WORK TO BE COMPLETED: Extract, from the listing that follows, each line containing the word "eleven".

-------

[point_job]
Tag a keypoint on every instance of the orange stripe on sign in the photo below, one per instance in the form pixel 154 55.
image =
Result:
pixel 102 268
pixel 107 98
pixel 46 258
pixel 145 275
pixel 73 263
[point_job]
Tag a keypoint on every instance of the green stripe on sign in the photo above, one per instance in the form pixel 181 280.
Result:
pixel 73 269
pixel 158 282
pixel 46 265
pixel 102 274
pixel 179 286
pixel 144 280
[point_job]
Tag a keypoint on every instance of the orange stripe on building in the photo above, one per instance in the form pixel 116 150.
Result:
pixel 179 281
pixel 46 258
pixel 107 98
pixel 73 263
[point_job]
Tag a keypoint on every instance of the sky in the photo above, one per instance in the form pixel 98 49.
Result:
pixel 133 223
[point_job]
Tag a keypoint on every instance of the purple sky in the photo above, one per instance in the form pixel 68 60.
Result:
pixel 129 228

-------

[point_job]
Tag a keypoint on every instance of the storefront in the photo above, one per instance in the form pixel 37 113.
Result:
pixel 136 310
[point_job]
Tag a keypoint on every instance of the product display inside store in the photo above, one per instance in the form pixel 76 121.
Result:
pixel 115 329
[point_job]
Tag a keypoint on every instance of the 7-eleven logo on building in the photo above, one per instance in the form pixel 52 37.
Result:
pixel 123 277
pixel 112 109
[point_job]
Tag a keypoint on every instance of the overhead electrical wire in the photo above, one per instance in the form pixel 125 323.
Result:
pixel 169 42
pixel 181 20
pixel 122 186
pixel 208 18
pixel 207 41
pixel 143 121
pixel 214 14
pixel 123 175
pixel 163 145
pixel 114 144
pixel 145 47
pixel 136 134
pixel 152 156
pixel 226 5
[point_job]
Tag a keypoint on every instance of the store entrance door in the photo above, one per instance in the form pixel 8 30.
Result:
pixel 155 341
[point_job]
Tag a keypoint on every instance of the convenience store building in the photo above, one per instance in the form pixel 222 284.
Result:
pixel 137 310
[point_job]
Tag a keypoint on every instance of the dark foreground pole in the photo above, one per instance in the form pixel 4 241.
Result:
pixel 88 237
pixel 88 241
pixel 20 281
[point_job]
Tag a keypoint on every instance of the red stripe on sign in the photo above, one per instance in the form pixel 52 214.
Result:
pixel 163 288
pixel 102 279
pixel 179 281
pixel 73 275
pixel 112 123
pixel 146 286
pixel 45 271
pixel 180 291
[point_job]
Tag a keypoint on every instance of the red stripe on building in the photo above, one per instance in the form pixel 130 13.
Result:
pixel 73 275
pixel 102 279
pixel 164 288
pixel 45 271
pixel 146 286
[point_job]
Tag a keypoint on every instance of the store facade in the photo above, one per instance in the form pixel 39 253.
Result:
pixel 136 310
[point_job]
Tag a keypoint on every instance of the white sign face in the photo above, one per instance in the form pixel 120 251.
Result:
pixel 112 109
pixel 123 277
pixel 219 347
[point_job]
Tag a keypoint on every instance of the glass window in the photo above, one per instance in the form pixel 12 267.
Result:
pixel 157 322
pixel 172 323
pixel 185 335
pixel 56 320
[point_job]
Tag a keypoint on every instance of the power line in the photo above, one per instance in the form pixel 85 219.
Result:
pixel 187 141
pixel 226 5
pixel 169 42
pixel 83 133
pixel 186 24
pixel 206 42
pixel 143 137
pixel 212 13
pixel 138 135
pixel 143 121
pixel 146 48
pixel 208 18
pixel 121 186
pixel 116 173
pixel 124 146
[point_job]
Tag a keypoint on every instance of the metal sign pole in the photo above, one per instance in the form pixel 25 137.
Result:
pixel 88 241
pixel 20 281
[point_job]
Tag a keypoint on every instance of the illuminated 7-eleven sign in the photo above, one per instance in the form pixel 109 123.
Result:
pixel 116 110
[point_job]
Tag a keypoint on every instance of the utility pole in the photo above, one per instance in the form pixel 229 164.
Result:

-------

RESPONSE FOR THIS EXERCISE:
Tag a keypoint on every instance of the 7-eleven logo on building in the photo above, one per instance in the form pixel 52 37.
Tag a keypoint on every instance of the illuminated 7-eleven sign in the photo above, one per instance in the form pixel 109 123.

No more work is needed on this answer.